▸ **Set problem**:
Pull out every line of the data below that contains the string "please", treating uppercase and lowercase as different.

* begin Given data *

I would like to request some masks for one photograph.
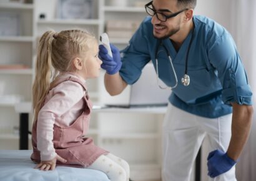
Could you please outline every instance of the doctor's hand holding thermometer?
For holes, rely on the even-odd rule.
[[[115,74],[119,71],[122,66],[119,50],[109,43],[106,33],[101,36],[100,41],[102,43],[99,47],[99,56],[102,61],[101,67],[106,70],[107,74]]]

* end Given data *
* begin Given data *

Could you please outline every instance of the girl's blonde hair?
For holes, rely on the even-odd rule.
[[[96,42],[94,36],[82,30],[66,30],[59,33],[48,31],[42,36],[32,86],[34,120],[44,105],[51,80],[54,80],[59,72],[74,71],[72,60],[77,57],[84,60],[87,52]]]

* end Given data *

▸ **Task output**:
Could you please outline every instance of the doctor's hand holding thermometer?
Could you please outline every instance of the girl's blonde hair?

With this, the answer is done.